▸ THE PROBLEM
Reproduce each of the following entries line for line, without altering any character.

---*---

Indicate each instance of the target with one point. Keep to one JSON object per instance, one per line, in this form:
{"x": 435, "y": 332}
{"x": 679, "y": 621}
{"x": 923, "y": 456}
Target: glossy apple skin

---*---

▸ TASK OUTPUT
Indicate each instance of the target with one point. Keep to one JSON object per instance, one per line, in this form:
{"x": 435, "y": 332}
{"x": 679, "y": 621}
{"x": 923, "y": 456}
Target: glossy apple skin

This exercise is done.